_CONSIGNE_
Substituez « locator » à « pointer » dans l'ensemble des enregistrements ci-dessous, puis recopiez toutes les lignes sans aucun autre changement.

•••

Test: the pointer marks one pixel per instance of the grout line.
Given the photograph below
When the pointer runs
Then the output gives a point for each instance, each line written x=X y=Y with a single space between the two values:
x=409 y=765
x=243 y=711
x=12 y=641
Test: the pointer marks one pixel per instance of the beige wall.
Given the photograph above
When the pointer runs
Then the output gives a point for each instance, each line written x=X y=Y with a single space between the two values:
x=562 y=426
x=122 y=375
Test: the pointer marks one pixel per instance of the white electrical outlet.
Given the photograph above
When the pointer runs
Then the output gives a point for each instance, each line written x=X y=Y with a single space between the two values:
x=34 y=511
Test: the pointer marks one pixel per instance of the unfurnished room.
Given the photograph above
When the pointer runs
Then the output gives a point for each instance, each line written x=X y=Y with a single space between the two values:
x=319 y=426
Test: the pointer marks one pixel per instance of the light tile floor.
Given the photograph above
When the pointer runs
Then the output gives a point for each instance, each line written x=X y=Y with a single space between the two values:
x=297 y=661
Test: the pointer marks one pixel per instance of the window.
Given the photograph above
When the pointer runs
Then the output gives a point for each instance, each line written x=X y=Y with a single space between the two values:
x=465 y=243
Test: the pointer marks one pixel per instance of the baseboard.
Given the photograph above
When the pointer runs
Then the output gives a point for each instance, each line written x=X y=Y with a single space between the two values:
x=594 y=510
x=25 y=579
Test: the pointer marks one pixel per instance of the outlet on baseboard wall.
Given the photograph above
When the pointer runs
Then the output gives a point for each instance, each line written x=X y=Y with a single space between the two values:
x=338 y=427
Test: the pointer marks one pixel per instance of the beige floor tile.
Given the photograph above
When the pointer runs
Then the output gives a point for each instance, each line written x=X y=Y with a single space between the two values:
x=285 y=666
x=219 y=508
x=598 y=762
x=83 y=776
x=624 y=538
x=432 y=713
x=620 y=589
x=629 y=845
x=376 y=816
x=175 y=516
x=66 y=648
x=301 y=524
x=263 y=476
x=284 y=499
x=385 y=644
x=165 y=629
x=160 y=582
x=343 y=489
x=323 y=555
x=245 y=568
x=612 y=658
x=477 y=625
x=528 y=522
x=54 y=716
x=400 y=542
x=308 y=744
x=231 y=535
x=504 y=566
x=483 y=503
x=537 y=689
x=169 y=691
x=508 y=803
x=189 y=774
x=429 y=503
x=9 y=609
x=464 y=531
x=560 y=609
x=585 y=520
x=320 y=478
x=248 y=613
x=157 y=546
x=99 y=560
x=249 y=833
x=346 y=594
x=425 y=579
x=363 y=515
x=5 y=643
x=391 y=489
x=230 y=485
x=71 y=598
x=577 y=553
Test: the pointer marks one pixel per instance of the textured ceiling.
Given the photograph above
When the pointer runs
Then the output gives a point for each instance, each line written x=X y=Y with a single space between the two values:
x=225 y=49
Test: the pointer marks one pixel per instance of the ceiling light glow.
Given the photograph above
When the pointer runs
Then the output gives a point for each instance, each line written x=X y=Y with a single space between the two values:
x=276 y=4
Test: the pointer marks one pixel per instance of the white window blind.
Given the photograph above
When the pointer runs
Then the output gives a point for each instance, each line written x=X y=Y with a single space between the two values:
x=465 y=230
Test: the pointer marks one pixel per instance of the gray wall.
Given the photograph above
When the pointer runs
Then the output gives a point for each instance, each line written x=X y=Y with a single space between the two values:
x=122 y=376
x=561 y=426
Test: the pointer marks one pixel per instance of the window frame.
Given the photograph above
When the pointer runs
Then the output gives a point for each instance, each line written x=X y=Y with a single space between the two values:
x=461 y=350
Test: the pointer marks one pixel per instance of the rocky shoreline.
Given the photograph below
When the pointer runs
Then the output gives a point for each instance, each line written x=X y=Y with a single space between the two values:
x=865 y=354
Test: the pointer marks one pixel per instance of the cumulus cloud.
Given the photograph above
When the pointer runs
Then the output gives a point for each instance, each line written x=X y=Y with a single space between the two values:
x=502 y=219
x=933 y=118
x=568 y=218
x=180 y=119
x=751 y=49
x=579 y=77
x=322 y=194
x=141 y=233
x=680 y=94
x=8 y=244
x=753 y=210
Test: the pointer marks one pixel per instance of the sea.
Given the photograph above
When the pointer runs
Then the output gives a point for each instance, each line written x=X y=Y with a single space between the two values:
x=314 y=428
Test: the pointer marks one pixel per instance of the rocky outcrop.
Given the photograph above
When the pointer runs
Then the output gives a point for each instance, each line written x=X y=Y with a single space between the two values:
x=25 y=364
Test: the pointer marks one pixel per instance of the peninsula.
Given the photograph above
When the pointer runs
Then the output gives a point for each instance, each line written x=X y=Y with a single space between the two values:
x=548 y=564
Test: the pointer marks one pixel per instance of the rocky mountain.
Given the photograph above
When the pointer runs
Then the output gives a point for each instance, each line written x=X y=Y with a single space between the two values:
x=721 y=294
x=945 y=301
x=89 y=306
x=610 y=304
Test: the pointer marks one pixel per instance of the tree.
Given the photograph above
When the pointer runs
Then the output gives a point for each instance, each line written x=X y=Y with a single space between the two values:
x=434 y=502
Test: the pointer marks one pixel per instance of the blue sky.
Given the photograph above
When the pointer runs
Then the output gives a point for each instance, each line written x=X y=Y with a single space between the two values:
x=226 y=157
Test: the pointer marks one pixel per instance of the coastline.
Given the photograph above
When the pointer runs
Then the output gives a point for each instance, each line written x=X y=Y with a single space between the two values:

•••

_RÉPONSE_
Test: the locator marks one pixel per instance of the grout line.
Given the photograph below
When the locator runs
Then the output gives a point for each instance, each line written x=X y=Y with a single space between the two values:
x=409 y=765
x=243 y=711
x=12 y=641
Test: the locator marks one pixel per instance of the beige wall.
Given the photograph above
When the locator runs
Then the output gives a point for each instance, each line written x=X y=Y with a single space between the two values:
x=562 y=426
x=122 y=375
Test: the locator marks one pixel per instance of the white electrical outlet.
Given the photograph above
When the locator runs
Then the output gives a point for each instance, each line written x=X y=Y with a single space between the two values:
x=34 y=511
Test: the locator marks one pixel per instance of the unfurnished room.
Given the photograph above
When the locator runs
Then the output gives a point for each instance, each line written x=X y=Y with a single space between the two values:
x=319 y=426
Test: the locator marks one pixel per instance of the light tile floor.
Given the photograph above
When the locator runs
Then the output gives a point for each instance, each line written x=X y=Y with a single space between the two values:
x=297 y=661
Test: the locator marks one pixel per instance of the window.
Given the photograph above
When the locator runs
Then the output gives a point for each instance, each line written x=X y=Y with a single space between the two values:
x=465 y=243
Test: the locator marks one pixel per instance of the baseboard.
Given the photograph above
When the locator runs
Then the output gives a point for each instance, each line written x=X y=Y with a single space between the two values:
x=594 y=510
x=25 y=579
Test: the locator marks one pixel per instance of the outlet on baseboard wall.
Given the photograph above
When the locator runs
Then the output gives a point for each instance, each line written x=X y=Y with a single space between the two values:
x=338 y=427
Test: the locator marks one pixel per instance of the beige floor tile.
Given the photograph above
When the locator runs
Then the output gives a point for each instance, each line written x=X y=Y with a single space between the two values:
x=285 y=666
x=219 y=508
x=598 y=762
x=83 y=776
x=624 y=538
x=432 y=713
x=620 y=589
x=629 y=845
x=376 y=816
x=175 y=516
x=66 y=648
x=301 y=524
x=263 y=476
x=284 y=499
x=385 y=644
x=165 y=629
x=160 y=582
x=343 y=489
x=323 y=555
x=245 y=568
x=612 y=658
x=477 y=625
x=528 y=522
x=54 y=716
x=400 y=542
x=308 y=744
x=231 y=535
x=504 y=566
x=483 y=503
x=537 y=689
x=169 y=691
x=508 y=803
x=189 y=774
x=429 y=503
x=9 y=609
x=464 y=531
x=560 y=609
x=585 y=520
x=320 y=478
x=248 y=613
x=157 y=546
x=99 y=560
x=249 y=833
x=346 y=594
x=425 y=579
x=363 y=515
x=5 y=643
x=391 y=489
x=230 y=485
x=71 y=598
x=577 y=553
Test: the locator marks one pixel per instance of the textured ceiling.
Given the photograph above
When the locator runs
Then the output gives a point for each instance, each line written x=X y=Y with a single space between the two values:
x=225 y=49
Test: the locator marks one pixel per instance of the ceiling light glow.
Given the photograph above
When the locator runs
Then the output gives a point for each instance, each line written x=X y=Y with a single space between the two values:
x=276 y=4
Test: the locator marks one pixel per instance of the white window blind.
Given the photograph above
When the locator runs
Then the output gives a point for each instance, each line written x=X y=Y with a single space between the two values:
x=465 y=230
Test: the locator marks one pixel per instance of the gray wall.
Given the photograph above
When the locator runs
Then the output gives a point for each instance, each line written x=X y=Y with a single space between the two values:
x=122 y=376
x=561 y=426
Test: the locator marks one pixel per instance of the window frame.
Given the photograph above
When the locator runs
Then the output gives a point for each instance, each line written x=X y=Y with a single space between the two values:
x=461 y=350
Test: the locator marks one pixel per instance of the rocky shoreline.
Given the photograph below
When the locator runs
Then the output gives a point for each instance, each line written x=X y=Y with a single space between the two values:
x=865 y=354
Test: the locator marks one pixel per instance of the cumulus cloud.
Given the photograph above
When the locator runs
Then the output gives a point for each instance, each line written x=X y=Y with a single space between the two values:
x=502 y=219
x=933 y=118
x=568 y=218
x=180 y=119
x=751 y=49
x=579 y=77
x=322 y=194
x=141 y=233
x=680 y=94
x=8 y=244
x=753 y=210
Test: the locator marks one pixel per instance of the sea.
Given the photograph above
When the locator runs
Then the output gives a point for each instance, each line written x=X y=Y with a single space between the two values:
x=314 y=428
Test: the locator marks one pixel per instance of the rocky outcrop.
Given the photograph above
When the locator runs
Then the output gives a point for each instance, each line written x=X y=Y with a single space between the two values:
x=25 y=364
Test: the locator marks one pixel per instance of the peninsula.
Given the photograph above
When the locator runs
Then the output gives a point for each instance, each line written x=X y=Y with a single space between the two values:
x=548 y=564
Test: the locator marks one pixel per instance of the rocky mountain.
Given the photograph above
When the locator runs
Then the output gives a point for each instance, each line written x=X y=Y with a single space between the two values:
x=721 y=294
x=945 y=301
x=89 y=306
x=610 y=304
Test: the locator marks one pixel per instance of the tree.
Given the photograph above
When the locator runs
Then the output gives a point for each instance, each line written x=X y=Y with a single space between the two values:
x=434 y=502
Test: the locator marks one pixel per instance of the blue sky.
Given the photograph above
When the locator runs
Then the output gives a point for each instance, each line written x=X y=Y with a single space between the two values:
x=226 y=157
Test: the locator marks one pixel per instance of the coastline.
Given the photograph above
When the locator runs
Then the output gives a point for each instance, each line written x=X y=Y with a single space between the two values:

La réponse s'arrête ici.